> _SET TASKS_:
1 > Translate this sentence from the forum thread about overseas sports into Spanish: "OH I doubt there are many over here that understand Cricket."
2 > Answer these questions using the forum thread about overseas sports:
(a) Which sport did the opening poster once watch that is no longer on television, as far as that poster knows?
(b) Which two clubs does the question that starts the discussion compare?
(c) Who quotes the opening post in a reply?
3 > Extend the forum thread about overseas sports from where it stops with Transk53's reply below the quoted opening post.

> _PROVIDED PASSAGE_:
• • • • •
# sports on the other side of the pound



## tshadowchaser (Jan 1, 2015)

For those of you in England and all other countries across the ocean this is your spot to discuss local sports.  Who is your Favorite in the Premier League or your favorite Rugby team.
In truth we get some but not enough information or coverage or the sports over there.
OH I doubt there are many over here that understand Cricket.
You folks down under can also take part.  I used to be able to watch one of my favorite sports Australian Rules Football but it is not on television any more that I know of.
                ----------------------------------------------------------------------------
I'll even start this off with a question who is better Manchester United or Man City


----------



## Transk53 (Jan 1, 2015)

tshadowchaser said:


> For those of you in England and all other countries across the ocean this is your spot to discuss local sports.  Who is your Favorite in the Premier League or your favorite Rugby team.
> In truth we get some but not enough information or coverage or the sports over there.
> OH I doubt there are many over here that understand Cricket.
> You folks down under can also take part.  I used to be able to watch one of my favorite sports Australian Rules Football but it is not on television any more that I know of.
> ...
• • • • •
(Records from a point labeling set)
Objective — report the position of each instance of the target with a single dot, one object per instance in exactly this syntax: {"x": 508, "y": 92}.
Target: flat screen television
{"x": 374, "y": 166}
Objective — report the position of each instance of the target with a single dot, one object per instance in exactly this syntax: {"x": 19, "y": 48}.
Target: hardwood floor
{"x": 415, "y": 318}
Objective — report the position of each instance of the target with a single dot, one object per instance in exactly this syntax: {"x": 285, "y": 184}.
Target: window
• • • • •
> _EXPECTED OUTPUTS_:
1 > Oh, dudo que haya muchos aquí que entiendan el críquet.

2 >
(a) Australian Rules Football
(b) Manchester United and Man City
(c) Transk53

3 >
On current form Chelsea for the title. The two manc teams do have a world class sqaud. Chelsea do have the likes of Hazard, Oscar and Fabregas, but they are more workman like. For me Utd shade it over city, just by virtue of the fact they are consistent and have a do or die attitude. City are a bit limp in that regard.


----------



## Transk53 (Jan 1, 2015)

In saying that Tottenham beat Chelsea 5 -3. Oh well that is the EPL. One sport that all three of our countries share a common love of is Speedway. The American legend Greg Hancock took the world title this year. I do like the guy actually, but hopefully Ty (British racer) will win again in 2015. You look at Oz rules footy, or the NFL, one overriding sport over national is motor sport. NASCAR I personally watch at every opportunity. Also Indy as well, Mears, Andretti, Tracy among my favourite drivers. Not to mention the Red 5, plus Dario  I don't get Baseball though. Just my two cents on what American sports offer as well


----------



## Tez3 (Jan 1, 2015)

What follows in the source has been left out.